Every entry gets copied exactly. No images go into the copy.
── EXERCISE DATA
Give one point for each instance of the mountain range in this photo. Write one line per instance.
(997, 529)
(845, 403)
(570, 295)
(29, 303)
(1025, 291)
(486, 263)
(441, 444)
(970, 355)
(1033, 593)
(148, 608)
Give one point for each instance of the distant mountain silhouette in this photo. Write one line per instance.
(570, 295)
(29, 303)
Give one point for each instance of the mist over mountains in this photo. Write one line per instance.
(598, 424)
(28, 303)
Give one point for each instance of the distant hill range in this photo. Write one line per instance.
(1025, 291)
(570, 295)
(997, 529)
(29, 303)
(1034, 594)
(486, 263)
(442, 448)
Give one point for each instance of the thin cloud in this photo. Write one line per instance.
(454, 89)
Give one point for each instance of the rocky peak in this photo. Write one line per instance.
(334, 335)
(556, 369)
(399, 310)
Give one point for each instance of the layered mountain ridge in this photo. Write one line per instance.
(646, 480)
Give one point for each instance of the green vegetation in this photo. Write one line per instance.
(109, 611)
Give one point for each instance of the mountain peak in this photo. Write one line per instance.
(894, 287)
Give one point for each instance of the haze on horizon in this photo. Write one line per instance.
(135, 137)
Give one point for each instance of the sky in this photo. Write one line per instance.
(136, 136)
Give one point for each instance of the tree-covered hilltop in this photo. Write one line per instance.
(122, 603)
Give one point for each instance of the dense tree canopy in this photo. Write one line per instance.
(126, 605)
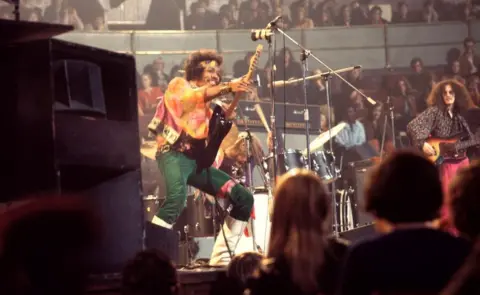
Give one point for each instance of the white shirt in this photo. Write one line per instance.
(352, 135)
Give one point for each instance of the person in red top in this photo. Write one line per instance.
(181, 125)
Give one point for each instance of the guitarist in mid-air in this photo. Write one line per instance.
(443, 119)
(181, 125)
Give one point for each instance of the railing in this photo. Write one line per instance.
(373, 47)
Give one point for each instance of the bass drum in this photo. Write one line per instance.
(286, 161)
(152, 204)
(346, 209)
(258, 240)
(322, 165)
(196, 217)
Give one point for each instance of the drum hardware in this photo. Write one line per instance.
(327, 79)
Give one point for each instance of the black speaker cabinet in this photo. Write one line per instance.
(69, 124)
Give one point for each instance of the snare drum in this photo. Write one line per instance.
(152, 204)
(294, 159)
(322, 165)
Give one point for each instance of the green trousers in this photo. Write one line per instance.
(179, 170)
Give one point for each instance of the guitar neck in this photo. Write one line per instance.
(248, 76)
(461, 145)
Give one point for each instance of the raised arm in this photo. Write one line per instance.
────
# [RESULT OF THE EXERCISE]
Give one point for each instance of the mountain range in this photo. Write one line per instance.
(997, 529)
(845, 403)
(570, 295)
(29, 303)
(1025, 291)
(486, 263)
(441, 444)
(970, 355)
(1033, 593)
(148, 608)
Give one point for each instance of the distant mountain silhouette in this photo. Write one line per instance.
(570, 295)
(29, 303)
Give one point for each instance of the mist over mountains in this photo. Write one line per instance.
(598, 424)
(28, 303)
Give one point for each instance of the distant hill range in this photo. Write one line per instance.
(1025, 291)
(570, 295)
(997, 529)
(29, 303)
(1034, 594)
(486, 263)
(442, 448)
Give one point for each instance of the thin cloud in this photo. Write one line per instance.
(454, 89)
Give one point for each instance of the rocky peak in this photo. Write one line per instance.
(334, 335)
(556, 369)
(399, 310)
Give one point for each instance of the layered mountain ridge in this photo. Write one line per instance.
(646, 480)
Give one point for each instance of the green vegetation in this photo. Write one line per instance.
(109, 611)
Give one point for each instance of the mountain peak in this photo. Write one line per instance.
(894, 287)
Give one point for each instance of the haze on horizon in this photo. Write one line per instance.
(135, 137)
Give one point for each instance of the sky in this photo. Write one line per instance.
(136, 136)
Give one point for each instance of the tree-covered hilltop in this photo. Write one line per instance.
(122, 603)
Give one point for each instance of the dense tree canopy in this photo. Write one line per instance.
(126, 605)
Give one point for each instance of the white shirt in this photo. Write one line per instance.
(352, 135)
Give one point for each instance of the person in red top in this photo. Write one line per instance.
(181, 125)
Give one point for each instance of the guitarist in mid-air in this photo. Write one line per instance.
(443, 119)
(181, 125)
Give one point for each instance of the railing in this photo. Write one line per instance.
(373, 47)
Give one point for each instance of the bass drum in this photo. Write one line per instance.
(286, 161)
(152, 204)
(346, 209)
(258, 240)
(322, 165)
(196, 217)
Give one point for each instance of the drum hardware in this photo. Write one line per instance.
(327, 79)
Give one point for each instance of the black speaker cabinet in this photo. Write one line per instance.
(69, 124)
Give one point for each instance of the snare drum in this photo. Write one line per instance.
(152, 204)
(294, 159)
(322, 165)
Give one point for each instance of the green trousers in this photo. Write one line per instance.
(179, 170)
Give one point for each instance of the guitar neck in this photo. Write one line per instance.
(248, 76)
(461, 145)
Give one point for each instance of the raised arm in this photo. Write one line per instance.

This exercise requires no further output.